◆ WRITTEN TASKS:
**1)** Summarize the web page on programming the Arduino remote control car in two sentences.
**2)** In the web page on programming the Arduino remote control car, which module lets the car pair with the AirControl joystick?
**3)** Continue the web page on programming the Arduino remote control car, starting right after its final sentence.
>> BEGIN PASSAGE PROVIDED
DIY - Remote control car running on Arduino: code

The physical assembly of the car has been completed with all the components properly installed and ready for use. The next steps involve reprogramming the Arduino Nano with the appropriate software to enable all the features, including pairing the car with the AirControl joystick via the NRF24L01 module.

Below you will find links to previous project posts.

Merin project

DIY - Remote control car running on Arduino: concept

DIY - Remote control car running on Arduino: mounting

DIY - Remote control car running on Arduino: code

DIY - Remote control car running on Arduino

Installing Arduino libraries

Using existing libraries, we can communicate with the NRF24L01 module and save time. These libraries have been tested and improved by the community over the years, providing a robust code base. We strongly suggest using these libraries instead of building everything from scratch. The same applies to the AirControl library that simplifies the usage by providing pre-defined structures.

These libraries can be downloaded from our official repository:

• RF24 official library: Download here

• AirControl official library: Download here

To import a library, open the Arduino IDE, go to Sketch > Include Library > Add .ZIP Library and select the library file downloaded from our GitHub repository.
>> END PASSAGE PROVIDED
>> BEGIN DATASET EXTRACT
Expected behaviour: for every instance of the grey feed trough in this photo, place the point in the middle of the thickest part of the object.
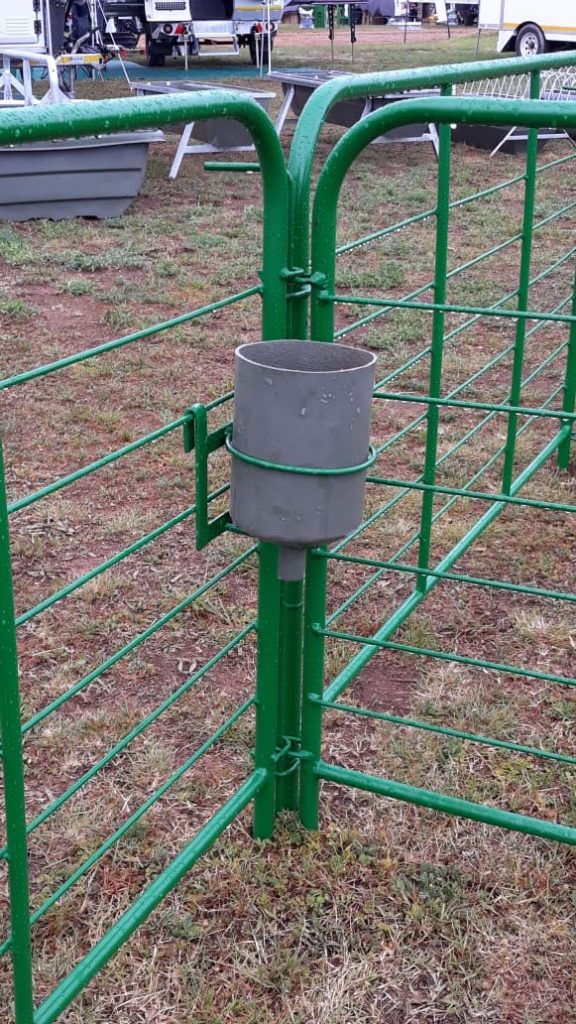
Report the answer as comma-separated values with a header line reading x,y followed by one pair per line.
>> END DATASET EXTRACT
◆ REPLIES:
**1)** With the car fully assembled, the next step is reprogramming the Arduino Nano so all features work, including pairing the car with the AirControl joystick through the NRF24L01 module. The page strongly suggests using the community-tested RF24 and AirControl libraries instead of building everything from scratch, and it explains how to import them in the Arduino IDE through Sketch > Include Library > Add .ZIP Library.

**2)** The NRF24L01 module.

**3)**
Then you can simply use include statement:

#include "RF24.h"
#include "nRF24L01.h"
#include "AirControl.h"

AirControl library

The AirControl library defines structures for the joystick and its control elements. These structures contain information about each control element and allow us to know the current state of each element at any given moment.

struct button {
    byte pressed = 0;
};

struct toggle {
    byte on = 0;
};

struct potentiometer {
    byte level = 0;
};

struct analog {
    short x, y;

    button button;
};

//Max size of this struct is 32 bytes - NRF24L01 buffer limit
struct air_control {
    char key[10] = "hibit";

    struct {
      analog left, right;
    } analogs;

    struct {
      toggle upper, lower;
    } toggles;

    struct {
      struct {
        button upper, lower;
      } left, right;
    } buttons;

    struct {
      potentiometer left, right;
    } potentiometers;
};

The library additionally includes a debug function that displays the current state of the controller.

Remote control

The advantage of using custom components and the AirControl joystick is the ability to fully customize the communication. This allows us to assign specific functions to buttons and control various features in the way we prefer.

The image displayed above provides a clear overview of how we have mapped the different buttons and components of the AirControl joystick to control various functions of the car. By mapping the different joystick components to specific functions, we are able to have full control over the car's movements and other features. By reading the code in the following section, it will become apparent how each button is utilized.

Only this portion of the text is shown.